* [Exercise directions]: Pull out, word for word, everything from the start of the rows down to the line containing "box: [506, 267, 542, 350]", with that line included. Leave the pictures out of your answer.

* [Provided data]:
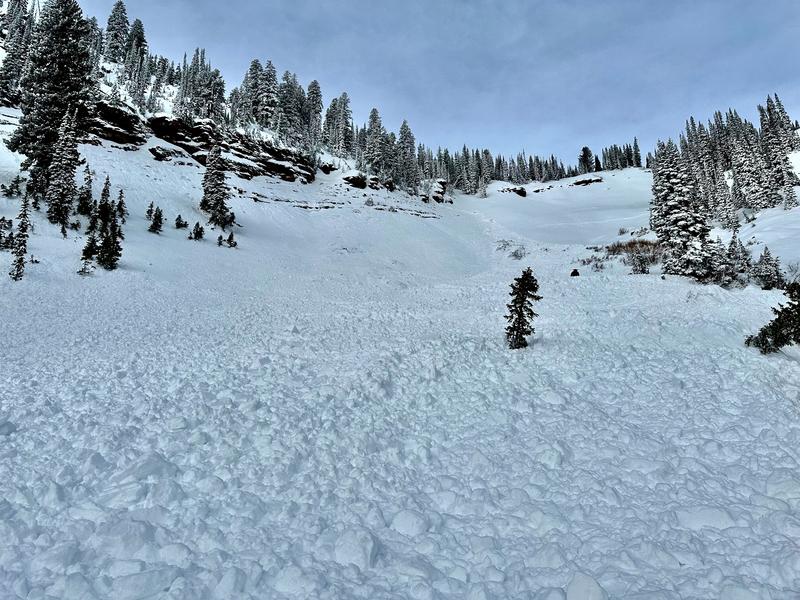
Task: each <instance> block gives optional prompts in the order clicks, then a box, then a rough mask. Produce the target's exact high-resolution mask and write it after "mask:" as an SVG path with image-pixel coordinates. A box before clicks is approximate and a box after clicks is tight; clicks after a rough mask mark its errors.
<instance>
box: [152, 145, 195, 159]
mask: <svg viewBox="0 0 800 600" xmlns="http://www.w3.org/2000/svg"><path fill="white" fill-rule="evenodd" d="M148 150H150V154H152V155H153V158H155V159H156V160H157V161H160V162H170V161H171V160H172V159H173V158H177V157H182V158H185V157H186V155H185V154H184V153H183V151H182V150H176V149H174V148H164V147H163V146H153V147H152V148H148Z"/></svg>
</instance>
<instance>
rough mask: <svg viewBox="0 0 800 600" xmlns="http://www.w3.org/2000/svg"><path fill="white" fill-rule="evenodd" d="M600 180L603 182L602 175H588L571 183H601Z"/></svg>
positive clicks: (584, 185) (600, 180)
mask: <svg viewBox="0 0 800 600" xmlns="http://www.w3.org/2000/svg"><path fill="white" fill-rule="evenodd" d="M602 182H603V178H602V177H590V178H588V179H579V180H578V181H576V182H575V183H573V184H572V185H578V186H586V185H592V184H593V183H602Z"/></svg>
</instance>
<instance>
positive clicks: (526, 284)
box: [506, 267, 542, 350]
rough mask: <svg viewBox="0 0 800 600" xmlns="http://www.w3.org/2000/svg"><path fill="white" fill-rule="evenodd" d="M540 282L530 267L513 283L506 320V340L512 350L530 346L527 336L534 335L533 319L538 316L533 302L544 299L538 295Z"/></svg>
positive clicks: (506, 315)
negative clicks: (528, 345) (533, 305)
mask: <svg viewBox="0 0 800 600" xmlns="http://www.w3.org/2000/svg"><path fill="white" fill-rule="evenodd" d="M538 292H539V282H538V281H536V278H535V277H534V276H533V271H532V270H531V268H530V267H528V268H527V269H525V270H524V271H523V272H522V275H521V276H520V277H517V278H516V279H514V283H512V284H511V293H510V295H511V302H510V303H509V304H508V305H507V308H508V314H507V315H506V321H508V327H506V341H507V342H508V347H509V348H510V349H511V350H519V349H521V348H527V347H528V340H527V337H528V336H530V335H533V333H534V331H535V330H534V328H533V324H532V323H533V319H534V317H538V316H539V315H537V314H536V313H535V312H534V311H533V302H538V301H539V300H541V299H542V297H541V296H539V295H538Z"/></svg>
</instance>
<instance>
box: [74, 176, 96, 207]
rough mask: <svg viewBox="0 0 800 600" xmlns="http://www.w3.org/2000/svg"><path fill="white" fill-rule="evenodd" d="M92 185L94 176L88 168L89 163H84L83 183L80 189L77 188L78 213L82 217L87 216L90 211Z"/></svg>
mask: <svg viewBox="0 0 800 600" xmlns="http://www.w3.org/2000/svg"><path fill="white" fill-rule="evenodd" d="M93 187H94V177H93V176H92V170H91V169H90V168H89V165H86V168H85V169H84V170H83V185H82V186H81V188H80V190H78V206H77V211H78V214H79V215H83V216H84V217H88V216H89V215H90V214H91V211H92V198H93V192H92V188H93Z"/></svg>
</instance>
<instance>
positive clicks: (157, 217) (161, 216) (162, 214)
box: [147, 207, 164, 233]
mask: <svg viewBox="0 0 800 600" xmlns="http://www.w3.org/2000/svg"><path fill="white" fill-rule="evenodd" d="M163 228H164V214H163V213H162V212H161V209H160V208H158V207H156V210H155V211H154V212H153V220H152V222H151V223H150V227H149V228H148V229H147V231H149V232H150V233H161V230H162V229H163Z"/></svg>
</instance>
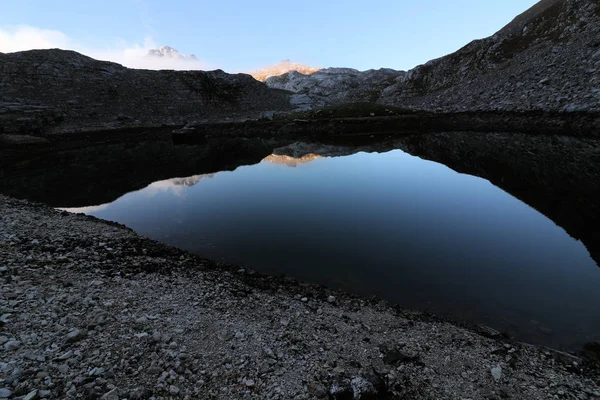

* [Exercise result]:
Task: each <instance> block gives optional prompts in the order clicks, then a box, then a rough mask. Produce the target's exact high-resolution mask and write it after "mask:" as an SVG path with image-pixel coordinates. A box before clicks is approximate and a box after clicks is tight; clicks after a rough mask mark its errors.
<instance>
box: [152, 145, 195, 159]
mask: <svg viewBox="0 0 800 600" xmlns="http://www.w3.org/2000/svg"><path fill="white" fill-rule="evenodd" d="M148 150H150V154H152V155H153V158H155V159H156V160H157V161H160V162H170V161H171V160H172V159H173V158H177V157H182V158H185V157H186V155H185V154H184V153H183V151H182V150H176V149H174V148H164V147H163V146H153V147H152V148H148Z"/></svg>
</instance>
<instance>
rough mask: <svg viewBox="0 0 800 600" xmlns="http://www.w3.org/2000/svg"><path fill="white" fill-rule="evenodd" d="M600 180L603 182L602 175H588L571 183H601Z"/></svg>
positive clicks: (584, 185) (600, 180)
mask: <svg viewBox="0 0 800 600" xmlns="http://www.w3.org/2000/svg"><path fill="white" fill-rule="evenodd" d="M602 182H603V178H602V177H590V178H588V179H579V180H578V181H576V182H575V183H573V184H572V185H578V186H586V185H592V184H593V183H602Z"/></svg>
</instance>
<instance>
positive clicks: (526, 284)
box: [506, 267, 542, 350]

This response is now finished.